- _Your assignment_
I'd like the data beneath this line reproduced exactly, without any of its images.

- _Supplied records_

======

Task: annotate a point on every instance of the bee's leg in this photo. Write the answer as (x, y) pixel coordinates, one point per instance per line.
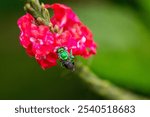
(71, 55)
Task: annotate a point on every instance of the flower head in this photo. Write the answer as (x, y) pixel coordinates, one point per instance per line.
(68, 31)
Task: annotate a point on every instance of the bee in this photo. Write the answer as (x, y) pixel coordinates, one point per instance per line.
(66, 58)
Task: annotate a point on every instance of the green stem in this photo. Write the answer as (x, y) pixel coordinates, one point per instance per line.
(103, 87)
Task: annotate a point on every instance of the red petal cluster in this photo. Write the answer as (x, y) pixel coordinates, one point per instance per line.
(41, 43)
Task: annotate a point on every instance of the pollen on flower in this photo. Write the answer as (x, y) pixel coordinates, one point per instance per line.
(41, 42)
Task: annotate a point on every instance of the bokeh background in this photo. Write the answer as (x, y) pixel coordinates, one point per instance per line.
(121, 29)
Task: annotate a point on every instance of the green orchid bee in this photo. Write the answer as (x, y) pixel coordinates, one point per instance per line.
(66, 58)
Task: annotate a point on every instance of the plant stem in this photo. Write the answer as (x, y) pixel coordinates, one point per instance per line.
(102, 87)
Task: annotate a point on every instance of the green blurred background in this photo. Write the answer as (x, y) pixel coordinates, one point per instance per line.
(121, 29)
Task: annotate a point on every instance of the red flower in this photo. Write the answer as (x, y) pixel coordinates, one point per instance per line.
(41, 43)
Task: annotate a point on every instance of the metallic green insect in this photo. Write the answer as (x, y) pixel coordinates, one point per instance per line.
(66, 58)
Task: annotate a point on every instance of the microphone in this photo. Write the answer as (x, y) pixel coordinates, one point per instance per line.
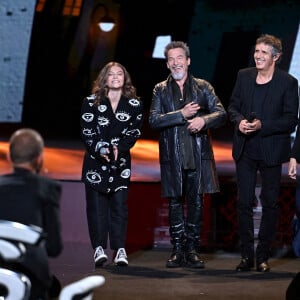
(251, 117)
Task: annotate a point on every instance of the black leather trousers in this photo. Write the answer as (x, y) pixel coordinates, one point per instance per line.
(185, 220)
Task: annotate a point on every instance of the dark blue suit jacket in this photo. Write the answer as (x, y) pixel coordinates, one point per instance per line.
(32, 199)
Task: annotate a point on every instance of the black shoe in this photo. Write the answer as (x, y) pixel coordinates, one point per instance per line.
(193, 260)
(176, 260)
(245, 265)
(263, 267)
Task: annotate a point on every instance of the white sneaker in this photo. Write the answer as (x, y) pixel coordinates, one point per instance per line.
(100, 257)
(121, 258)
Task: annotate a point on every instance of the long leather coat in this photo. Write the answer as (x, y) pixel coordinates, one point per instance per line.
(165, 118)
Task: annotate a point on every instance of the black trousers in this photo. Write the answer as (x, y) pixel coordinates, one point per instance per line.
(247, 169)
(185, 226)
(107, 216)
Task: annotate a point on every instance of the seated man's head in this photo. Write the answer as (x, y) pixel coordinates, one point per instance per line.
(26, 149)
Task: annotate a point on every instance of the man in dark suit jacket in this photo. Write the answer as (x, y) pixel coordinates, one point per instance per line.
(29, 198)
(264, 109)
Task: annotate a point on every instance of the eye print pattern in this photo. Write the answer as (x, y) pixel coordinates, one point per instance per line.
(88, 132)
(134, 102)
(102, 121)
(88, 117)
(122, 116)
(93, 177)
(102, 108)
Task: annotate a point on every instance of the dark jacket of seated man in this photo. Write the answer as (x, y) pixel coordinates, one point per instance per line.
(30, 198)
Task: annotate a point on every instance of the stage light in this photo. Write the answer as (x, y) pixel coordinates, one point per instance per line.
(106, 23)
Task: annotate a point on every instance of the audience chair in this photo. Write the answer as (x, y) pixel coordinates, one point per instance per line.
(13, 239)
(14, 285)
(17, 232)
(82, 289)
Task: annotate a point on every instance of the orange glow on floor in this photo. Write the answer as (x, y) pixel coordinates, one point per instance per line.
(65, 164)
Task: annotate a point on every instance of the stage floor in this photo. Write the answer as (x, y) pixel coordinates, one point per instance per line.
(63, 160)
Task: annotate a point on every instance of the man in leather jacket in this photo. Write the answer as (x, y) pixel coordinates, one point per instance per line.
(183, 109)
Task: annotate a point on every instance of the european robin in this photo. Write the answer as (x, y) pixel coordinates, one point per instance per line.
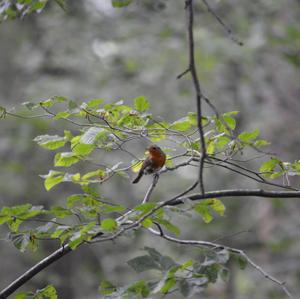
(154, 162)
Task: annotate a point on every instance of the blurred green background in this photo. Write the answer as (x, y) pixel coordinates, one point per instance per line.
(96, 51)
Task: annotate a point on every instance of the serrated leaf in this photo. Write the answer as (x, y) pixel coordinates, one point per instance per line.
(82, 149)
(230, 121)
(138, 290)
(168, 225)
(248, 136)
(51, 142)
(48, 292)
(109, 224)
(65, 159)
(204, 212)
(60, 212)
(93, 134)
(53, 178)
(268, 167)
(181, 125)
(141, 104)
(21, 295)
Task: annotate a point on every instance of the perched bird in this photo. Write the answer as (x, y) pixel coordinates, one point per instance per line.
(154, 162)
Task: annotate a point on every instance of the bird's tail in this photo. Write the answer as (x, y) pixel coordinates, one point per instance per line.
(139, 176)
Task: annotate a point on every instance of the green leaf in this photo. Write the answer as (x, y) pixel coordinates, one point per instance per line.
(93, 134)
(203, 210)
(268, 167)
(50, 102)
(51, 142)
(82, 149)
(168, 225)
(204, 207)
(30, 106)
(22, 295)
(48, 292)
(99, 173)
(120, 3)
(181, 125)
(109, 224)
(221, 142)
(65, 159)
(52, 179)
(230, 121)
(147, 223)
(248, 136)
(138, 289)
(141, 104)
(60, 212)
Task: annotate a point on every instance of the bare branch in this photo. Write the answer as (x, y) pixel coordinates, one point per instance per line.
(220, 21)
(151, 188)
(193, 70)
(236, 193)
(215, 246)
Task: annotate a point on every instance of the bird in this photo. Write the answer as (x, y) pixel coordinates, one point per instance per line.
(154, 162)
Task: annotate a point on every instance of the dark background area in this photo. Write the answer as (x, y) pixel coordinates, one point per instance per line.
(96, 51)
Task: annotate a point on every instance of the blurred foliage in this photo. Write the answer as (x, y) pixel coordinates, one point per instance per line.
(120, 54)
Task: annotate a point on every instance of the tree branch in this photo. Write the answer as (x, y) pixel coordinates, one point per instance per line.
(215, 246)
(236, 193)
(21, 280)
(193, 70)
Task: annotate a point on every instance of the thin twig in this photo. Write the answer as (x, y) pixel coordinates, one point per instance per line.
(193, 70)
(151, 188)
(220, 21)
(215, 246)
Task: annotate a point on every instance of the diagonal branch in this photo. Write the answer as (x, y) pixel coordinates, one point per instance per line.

======

- _Result_
Task: annotate a point on every instance of the bee's leg in this photo. Write the answer as (x, y) pixel coordinates, one point per instance per line.
(71, 55)
Task: annotate a point on every instance of the flower head in this photo. Write the answer as (x, y) pixel coordinates, one point per instance per line.
(68, 31)
Task: annotate a point on every instance of the bee in this photo. Write the answer as (x, y) pixel coordinates, one point per instance per line.
(66, 58)
Task: annotate a point on every instance of the green stem in this photo. Write the answer as (x, y) pixel coordinates, one point per instance per line.
(103, 87)
Task: annotate a point on every instance of the red petal cluster in this photo. Write the answer as (x, y) pixel coordinates, one point per instance per line.
(41, 43)
Task: annotate a point on every instance of the pollen on flower in this photo. Write the answer as (x, y) pixel coordinates, one point per instance per line.
(41, 42)
Task: annotate a point on every instance of the bokeh background in this photo. Write the answer as (x, y) pixel coordinates, one point per instance per line.
(121, 29)
Task: annotate a point on every instance of the green orchid bee in this photo. Write the answer as (x, y) pixel coordinates, one point per instance per line.
(66, 58)
Task: annotate a point on every instance of the plant stem in this photo. Write the answer as (x, y) pixel coordinates, one point per instance per line.
(102, 87)
Task: annotate a point on every instance of the green blurred background in this photo. Write the answer as (x, y) pixel coordinates, one point per instance per line.
(121, 29)
Task: annotate a point on every instance of the red flower in this photo. Write the answer as (x, y) pixel coordinates, one point per instance per line.
(41, 43)
Task: annotate a point on every instance of the metallic green insect in this photo. Write the answer as (x, y) pixel coordinates, one point per instance per line.
(66, 58)
Task: annotate a point on every instance of the microphone in this photo. Write the answer as (x, y) pixel coordinates, one point per instance per line.
(251, 117)
Task: annotate a point on every instance of the black leather trousers in this photo. Write the answer as (x, y) pixel coordinates, one point per instance per line.
(185, 220)
Task: annotate a point on every instance of the dark blue suit jacket in this photo. Write the answer as (x, y) pixel coordinates, one point per instance per line.
(32, 199)
Task: annotate a point on every instance of the black shoe in this photo. Write the answer as (x, y) pixel coordinates, one point per instance per line.
(193, 260)
(176, 260)
(245, 265)
(263, 267)
Task: annotate a point on every instance of the white sneaker in this photo. Write the answer as (x, y) pixel coordinates, one point per instance per line.
(100, 257)
(121, 258)
Task: annotate a point on every instance of the long leather coat in this photo. Write the answer as (x, y) pixel coordinates, one point per instance per line.
(165, 118)
Task: annotate a point on every instance of the black trousers in this photo. Write the answer as (x, y) pixel coordinates, one point per instance per line.
(247, 169)
(185, 226)
(107, 216)
Task: annotate a point on every instance of the seated man's head in this photo. Write the answer as (x, y) pixel coordinates, one point per instance per line.
(26, 149)
Task: annotate a point on every instance of the man in dark suit jacket in this photo. Write the answer as (x, y) pixel coordinates, one point per instance per line.
(29, 198)
(264, 109)
Task: annotate a point on every instance of the eye print pattern in this photo. Write the answer as (x, y) pixel coordinates, one point per instance per line.
(88, 132)
(134, 102)
(102, 121)
(88, 117)
(122, 116)
(93, 177)
(102, 108)
Task: annotate a point on every instance of the dark jacket of seated man in this photo. Write the answer as (x, y) pixel coordinates, one point per instance per line.
(30, 198)
Task: annotate a point on every instance of the stage light in this photo. Write the answer as (x, y) pixel coordinates, one point per instance per line.
(106, 23)
Task: annotate a point on every instance of the audience chair in this photo. Write the answer as (x, y) pixel coordinates, one point per instance per line.
(13, 239)
(14, 285)
(17, 232)
(82, 289)
Task: annotate a point on every instance of the orange glow on floor in this photo. Write the answer as (x, y) pixel coordinates, one point per instance per line.
(65, 164)
Task: annotate a point on every instance of the stage floor in this photo. Write the answer as (x, y) pixel coordinates, one point per instance per line.
(63, 160)
Task: annotate a point on every instance of the man in leather jacket in this photo. Write the answer as (x, y) pixel coordinates, one point per instance per line.
(183, 109)
Task: annotate a point on every instance of the european robin in this photo. Write the answer as (x, y) pixel coordinates, one point per instance per line.
(154, 162)
Task: annotate a point on every instance of the blurred green background in this photo. Write the answer as (x, y) pixel coordinates, one point per instance per line.
(96, 51)
Task: annotate a point on every instance of the serrated leaf in this photo. Write the answer as (x, y) pixel coordinates, one point per instance per line.
(82, 149)
(230, 121)
(138, 290)
(168, 225)
(248, 136)
(51, 142)
(48, 292)
(109, 224)
(65, 159)
(204, 212)
(60, 212)
(93, 134)
(53, 178)
(268, 167)
(181, 125)
(141, 104)
(21, 295)
Task: annotate a point on every instance of the perched bird in this photo. Write the answer as (x, y) pixel coordinates, one point per instance per line.
(154, 162)
Task: annotate a point on every instance of the bird's tail in this photo. Write the answer as (x, y) pixel coordinates, one point per instance per line.
(139, 176)
Task: annotate a point on every instance of the green leaf in this photo. Write the answer as (x, y) pixel coordinates, one point per instance per line.
(93, 134)
(203, 210)
(268, 167)
(50, 102)
(51, 142)
(82, 149)
(168, 225)
(204, 207)
(30, 106)
(22, 295)
(48, 292)
(99, 173)
(120, 3)
(181, 125)
(109, 224)
(221, 142)
(65, 159)
(52, 179)
(230, 121)
(147, 223)
(248, 136)
(138, 289)
(141, 104)
(60, 212)
Task: annotate a point on every instance of the bare branch in this photo. Write the answer as (x, y) pixel coordinates, one point per instance per line.
(220, 21)
(151, 188)
(193, 70)
(236, 193)
(215, 246)
Task: annotate a point on every instance of the bird in this photo. Write the answer as (x, y) pixel coordinates, one point per instance per line.
(154, 162)
Task: annotate a point on every instance of the dark background area in this photo. Write the answer as (x, y) pixel coordinates, one point per instance per line.
(96, 51)
Task: annotate a point on every instance of the blurred foliage in this photo. Write the answer as (x, y) pixel coordinates, one point per instance per line.
(120, 54)
Task: annotate a point on every instance of the tree branch in this photo. Write the answer as (x, y) pixel coordinates, one point per instance per line.
(215, 246)
(236, 193)
(21, 280)
(193, 70)
Task: annotate a point on every instance of the thin twig in this photo. Write the answer as (x, y) pixel coordinates, one point per instance per line.
(193, 70)
(151, 188)
(220, 21)
(215, 246)
Task: annotate a point on every instance of the diagonal branch in this photo. Write the answer as (x, y) pixel coordinates, one point per instance per line.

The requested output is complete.